> [WHAT YOU ARE ASKED TO DO] Carry on the weekly blog update about weight loss and job hunting, picking up right after its final line.

> [READING PASSAGE]
--
I have had a productive week in terms of being a job seeker but not so much in terms of exercise. I am still trying to figure out my next step in terms of what I want to do this year and the goals I want to achieve.
Diet & Exercise:
I still have been quite lazy in the workout department but by some miracle I have lost almost 2 kilos. I went from 94.6 kg to 92.7 kg. So since this is the lowest I’ve weighed since starting this journey to weight loss. I have to say that I haven’t been the most disciplined but I am happy that I am a lot more conscious of the things that I put into my mouth and really ask myself whether it is really worth it.
On the diabetes forefront, I had a blood test last Monday to see how I am tracking. Great news, my insulin is no longer as lazy as it was. It still needs a bit of a boot in the backside but I’m on the road to recovery. Bad news is that I am completely failing in the vitamin D component. It ended up being worst than the blood test taken 6 months ago. So vitamin D tablets are my best friends right now.
The week has been filled with viciously applying for work at the start of last week and filled with interviews towards the end of last week. I had 4 interviews and two of them were with an agency, who I have yet to hear from. I just found out that I am up for a 2nd interview with a company and role that I am really interested in. I really hope I get it as my previous workplace are now considering terminating role due to the illness they have caused. Getting this role would be a godsend.
Keep me in your prayers this week :)
--
> [GIVEN DATA]
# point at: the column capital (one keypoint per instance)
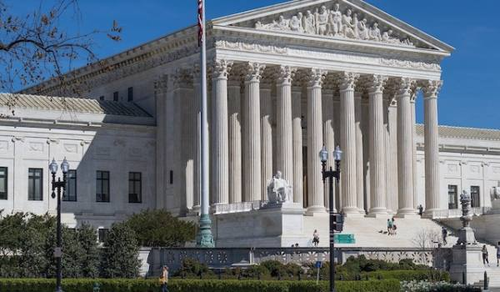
--
> [RESPONSE TO THIS TASK]
I felt as though I was in an episode of Days of our Lives or Bold and the Beautiful on Sunday. Mr Sydney was casually saying hello to me via sms and it turned into a declaration of his feelings for me and how he wanted to explore it further. I questioned him in terms of his current situation (being and living with his ex and all) and from what I gauged from his sms was that he was thinking of he and I being in a relationship. I was considering it as I thought that he would be leaving his girlfriend.
The following day the conversation sounded completely different and I questioned him once more and he bluntly expressed that he wanted to remain with his girlfriend and that he and I should be friends with benefits. I was so annoyed as I had told him that I wasn’t comfortable with being ‘the other woman’.
Haven’t spoken to him since. Although I had offered to be friends, I think it may be best if I just stop communication with him now as he just seems to be playing games and I can’t encourage someone to cheat on their partner. Also, I don’t think that I would be able to resist his advances if we hung out.
So goodbye Mr Sydney.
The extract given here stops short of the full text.